Given data:
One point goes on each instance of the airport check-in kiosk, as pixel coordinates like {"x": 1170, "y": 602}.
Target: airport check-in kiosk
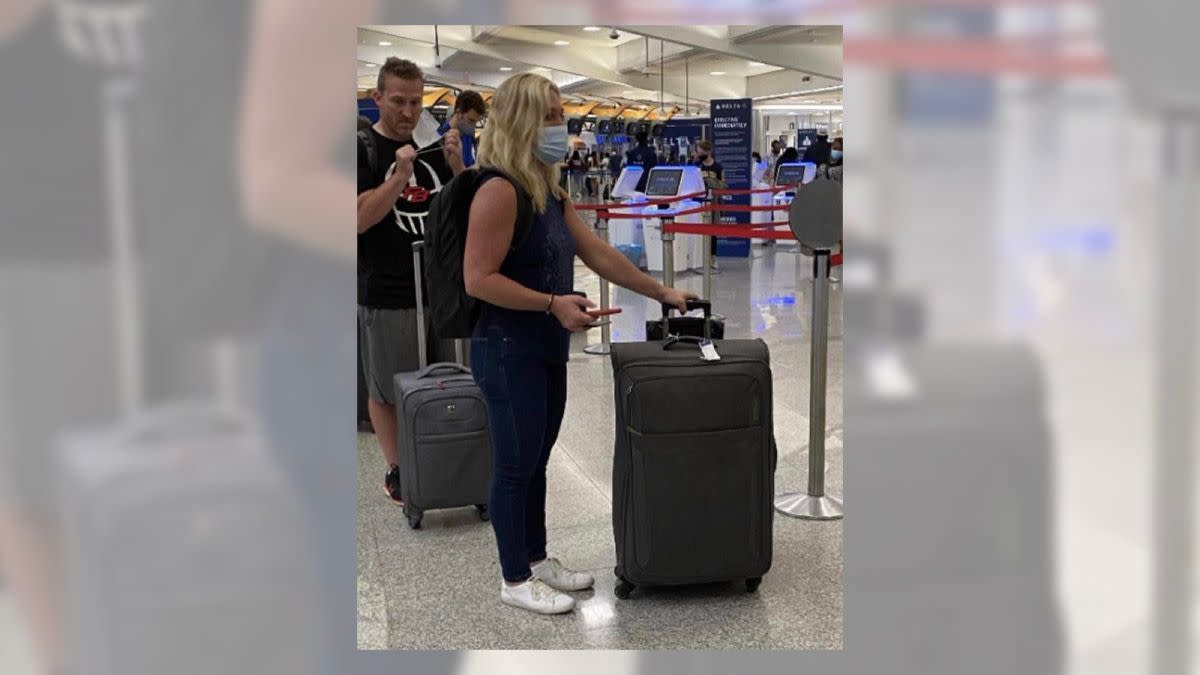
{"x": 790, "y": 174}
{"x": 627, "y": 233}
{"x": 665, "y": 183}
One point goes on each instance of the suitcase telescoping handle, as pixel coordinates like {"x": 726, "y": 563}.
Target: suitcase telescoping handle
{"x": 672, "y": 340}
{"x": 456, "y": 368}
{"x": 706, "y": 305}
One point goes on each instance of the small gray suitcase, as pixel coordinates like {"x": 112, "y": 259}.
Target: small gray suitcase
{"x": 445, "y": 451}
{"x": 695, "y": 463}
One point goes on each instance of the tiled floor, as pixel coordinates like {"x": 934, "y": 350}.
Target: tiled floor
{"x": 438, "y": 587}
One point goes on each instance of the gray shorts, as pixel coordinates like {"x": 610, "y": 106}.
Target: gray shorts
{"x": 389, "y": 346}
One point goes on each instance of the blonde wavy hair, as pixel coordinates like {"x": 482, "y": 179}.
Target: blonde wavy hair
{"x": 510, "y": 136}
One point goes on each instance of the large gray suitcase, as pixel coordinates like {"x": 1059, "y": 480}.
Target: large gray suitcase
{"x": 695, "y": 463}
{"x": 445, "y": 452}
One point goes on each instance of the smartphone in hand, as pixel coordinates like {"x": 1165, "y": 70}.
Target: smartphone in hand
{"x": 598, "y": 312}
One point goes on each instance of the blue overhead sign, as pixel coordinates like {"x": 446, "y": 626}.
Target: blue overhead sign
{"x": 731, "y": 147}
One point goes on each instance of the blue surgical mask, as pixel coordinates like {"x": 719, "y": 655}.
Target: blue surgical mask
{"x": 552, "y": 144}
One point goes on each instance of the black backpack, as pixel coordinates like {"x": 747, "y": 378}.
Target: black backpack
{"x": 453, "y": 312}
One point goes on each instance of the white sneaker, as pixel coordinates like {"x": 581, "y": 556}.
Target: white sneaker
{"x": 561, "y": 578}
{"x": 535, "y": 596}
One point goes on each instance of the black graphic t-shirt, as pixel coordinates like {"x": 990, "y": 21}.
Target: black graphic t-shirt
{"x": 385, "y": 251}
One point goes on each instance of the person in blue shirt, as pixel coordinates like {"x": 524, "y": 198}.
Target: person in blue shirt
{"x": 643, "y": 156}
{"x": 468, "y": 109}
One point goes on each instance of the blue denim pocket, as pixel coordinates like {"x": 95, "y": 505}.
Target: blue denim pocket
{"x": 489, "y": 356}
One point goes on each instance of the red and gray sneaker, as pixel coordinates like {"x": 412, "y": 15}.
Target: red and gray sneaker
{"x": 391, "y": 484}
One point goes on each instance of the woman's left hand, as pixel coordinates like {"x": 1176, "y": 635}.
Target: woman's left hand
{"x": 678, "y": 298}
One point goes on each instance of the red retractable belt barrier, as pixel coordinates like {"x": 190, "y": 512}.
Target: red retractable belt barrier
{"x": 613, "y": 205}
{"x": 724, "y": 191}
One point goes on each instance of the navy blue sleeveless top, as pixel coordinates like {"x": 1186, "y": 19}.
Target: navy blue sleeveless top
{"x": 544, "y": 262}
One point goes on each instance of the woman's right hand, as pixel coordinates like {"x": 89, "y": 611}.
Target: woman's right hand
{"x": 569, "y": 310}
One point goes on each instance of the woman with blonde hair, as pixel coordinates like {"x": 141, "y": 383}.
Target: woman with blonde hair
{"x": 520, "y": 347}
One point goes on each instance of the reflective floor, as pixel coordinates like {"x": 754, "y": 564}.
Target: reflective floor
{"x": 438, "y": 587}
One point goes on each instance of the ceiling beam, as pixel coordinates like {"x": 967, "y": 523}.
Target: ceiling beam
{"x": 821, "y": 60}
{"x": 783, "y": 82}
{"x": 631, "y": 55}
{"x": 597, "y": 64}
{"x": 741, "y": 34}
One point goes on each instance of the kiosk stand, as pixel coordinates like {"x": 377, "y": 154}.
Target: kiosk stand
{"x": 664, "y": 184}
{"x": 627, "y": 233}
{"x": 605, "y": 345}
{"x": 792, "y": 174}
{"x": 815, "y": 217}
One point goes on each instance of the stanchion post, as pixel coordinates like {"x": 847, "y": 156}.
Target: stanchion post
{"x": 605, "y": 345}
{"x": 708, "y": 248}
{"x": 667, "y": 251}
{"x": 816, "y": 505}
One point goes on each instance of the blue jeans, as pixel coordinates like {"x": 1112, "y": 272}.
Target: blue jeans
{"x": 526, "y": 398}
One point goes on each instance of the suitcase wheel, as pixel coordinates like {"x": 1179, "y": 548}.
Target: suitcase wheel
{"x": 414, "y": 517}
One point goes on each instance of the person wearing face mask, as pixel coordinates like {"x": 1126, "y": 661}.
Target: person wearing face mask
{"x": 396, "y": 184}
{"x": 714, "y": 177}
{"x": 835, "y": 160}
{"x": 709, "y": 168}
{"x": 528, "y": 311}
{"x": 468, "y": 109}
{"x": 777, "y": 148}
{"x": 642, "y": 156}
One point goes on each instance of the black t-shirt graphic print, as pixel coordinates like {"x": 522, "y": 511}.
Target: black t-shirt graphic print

* * *

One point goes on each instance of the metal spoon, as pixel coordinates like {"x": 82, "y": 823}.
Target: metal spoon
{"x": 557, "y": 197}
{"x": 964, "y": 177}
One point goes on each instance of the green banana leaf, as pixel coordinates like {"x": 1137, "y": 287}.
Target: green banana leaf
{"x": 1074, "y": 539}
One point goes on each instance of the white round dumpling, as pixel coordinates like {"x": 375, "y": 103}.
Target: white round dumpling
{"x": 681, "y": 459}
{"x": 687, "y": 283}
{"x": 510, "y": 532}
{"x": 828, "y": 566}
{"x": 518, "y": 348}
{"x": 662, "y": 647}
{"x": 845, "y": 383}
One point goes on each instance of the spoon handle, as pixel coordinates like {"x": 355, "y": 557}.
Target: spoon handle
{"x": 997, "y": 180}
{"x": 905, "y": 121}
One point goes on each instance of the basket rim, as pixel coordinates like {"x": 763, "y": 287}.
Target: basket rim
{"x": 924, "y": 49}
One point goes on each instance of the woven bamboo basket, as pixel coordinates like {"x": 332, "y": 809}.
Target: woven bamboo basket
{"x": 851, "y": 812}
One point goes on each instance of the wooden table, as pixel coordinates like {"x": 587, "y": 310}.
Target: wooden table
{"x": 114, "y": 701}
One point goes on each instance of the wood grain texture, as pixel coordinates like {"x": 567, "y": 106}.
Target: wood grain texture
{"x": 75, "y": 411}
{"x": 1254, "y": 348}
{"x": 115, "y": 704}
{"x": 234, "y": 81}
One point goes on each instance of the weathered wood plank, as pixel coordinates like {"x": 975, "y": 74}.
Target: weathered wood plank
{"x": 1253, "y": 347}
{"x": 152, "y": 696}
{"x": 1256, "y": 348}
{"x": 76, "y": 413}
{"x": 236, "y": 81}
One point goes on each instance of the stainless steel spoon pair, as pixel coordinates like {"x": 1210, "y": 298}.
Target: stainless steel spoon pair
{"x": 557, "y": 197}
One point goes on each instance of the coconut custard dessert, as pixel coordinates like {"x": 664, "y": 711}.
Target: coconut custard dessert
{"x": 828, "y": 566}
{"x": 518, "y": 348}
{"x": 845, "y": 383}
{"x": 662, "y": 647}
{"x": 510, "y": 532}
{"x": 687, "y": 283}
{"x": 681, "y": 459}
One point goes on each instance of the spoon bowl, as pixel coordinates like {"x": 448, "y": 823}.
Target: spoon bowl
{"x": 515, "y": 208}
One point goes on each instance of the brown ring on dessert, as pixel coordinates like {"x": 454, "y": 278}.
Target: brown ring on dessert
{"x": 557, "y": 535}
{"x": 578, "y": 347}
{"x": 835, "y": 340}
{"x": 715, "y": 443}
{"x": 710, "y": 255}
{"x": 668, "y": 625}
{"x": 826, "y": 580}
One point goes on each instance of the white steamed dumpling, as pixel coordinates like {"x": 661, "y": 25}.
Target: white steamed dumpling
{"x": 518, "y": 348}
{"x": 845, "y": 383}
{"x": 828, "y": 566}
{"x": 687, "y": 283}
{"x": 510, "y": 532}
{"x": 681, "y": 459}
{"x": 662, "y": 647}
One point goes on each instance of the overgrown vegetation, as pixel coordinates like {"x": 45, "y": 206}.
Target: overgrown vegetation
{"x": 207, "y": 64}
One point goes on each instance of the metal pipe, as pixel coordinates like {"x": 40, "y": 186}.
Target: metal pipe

--

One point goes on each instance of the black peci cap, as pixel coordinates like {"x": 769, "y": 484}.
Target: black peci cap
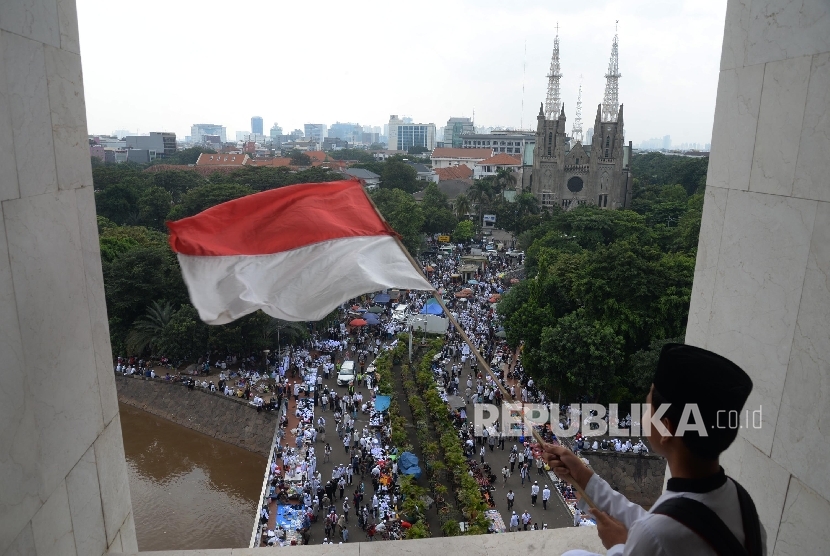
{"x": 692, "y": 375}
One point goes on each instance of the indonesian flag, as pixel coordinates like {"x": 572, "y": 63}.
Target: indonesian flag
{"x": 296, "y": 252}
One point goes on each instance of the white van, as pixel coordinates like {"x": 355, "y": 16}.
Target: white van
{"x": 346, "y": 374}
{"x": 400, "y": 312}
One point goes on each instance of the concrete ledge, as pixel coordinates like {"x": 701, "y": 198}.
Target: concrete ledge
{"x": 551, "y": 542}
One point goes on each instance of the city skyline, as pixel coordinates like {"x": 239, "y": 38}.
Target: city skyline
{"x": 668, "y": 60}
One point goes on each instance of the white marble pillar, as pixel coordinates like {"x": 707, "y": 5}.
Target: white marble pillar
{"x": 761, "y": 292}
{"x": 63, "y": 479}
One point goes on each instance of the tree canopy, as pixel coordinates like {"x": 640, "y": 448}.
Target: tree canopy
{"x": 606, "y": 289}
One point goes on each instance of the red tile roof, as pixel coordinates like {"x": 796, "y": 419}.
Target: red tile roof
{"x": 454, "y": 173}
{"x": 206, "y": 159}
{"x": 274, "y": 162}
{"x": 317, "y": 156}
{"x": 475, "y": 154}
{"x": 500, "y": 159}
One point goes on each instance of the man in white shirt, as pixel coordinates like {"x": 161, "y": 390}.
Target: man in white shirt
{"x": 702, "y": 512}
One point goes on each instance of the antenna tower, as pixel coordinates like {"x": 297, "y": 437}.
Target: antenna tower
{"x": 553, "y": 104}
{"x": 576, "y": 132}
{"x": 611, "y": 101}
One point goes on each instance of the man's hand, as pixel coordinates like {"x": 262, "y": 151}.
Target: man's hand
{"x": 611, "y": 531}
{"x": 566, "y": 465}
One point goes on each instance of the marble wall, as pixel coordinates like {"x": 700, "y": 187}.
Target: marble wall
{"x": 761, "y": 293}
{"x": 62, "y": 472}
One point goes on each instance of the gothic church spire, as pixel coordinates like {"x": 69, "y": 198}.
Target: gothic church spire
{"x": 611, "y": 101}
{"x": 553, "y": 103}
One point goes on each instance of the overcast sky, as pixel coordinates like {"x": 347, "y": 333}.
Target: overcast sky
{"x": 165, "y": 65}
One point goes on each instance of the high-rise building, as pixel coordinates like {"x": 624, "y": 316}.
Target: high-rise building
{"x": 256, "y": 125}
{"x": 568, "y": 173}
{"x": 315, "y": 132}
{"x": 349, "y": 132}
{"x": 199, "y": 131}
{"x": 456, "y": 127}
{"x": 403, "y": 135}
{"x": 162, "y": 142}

Task goal: Lines with the string "pipe": say how many appear in the entries above, giving the number alone.

Response area: 2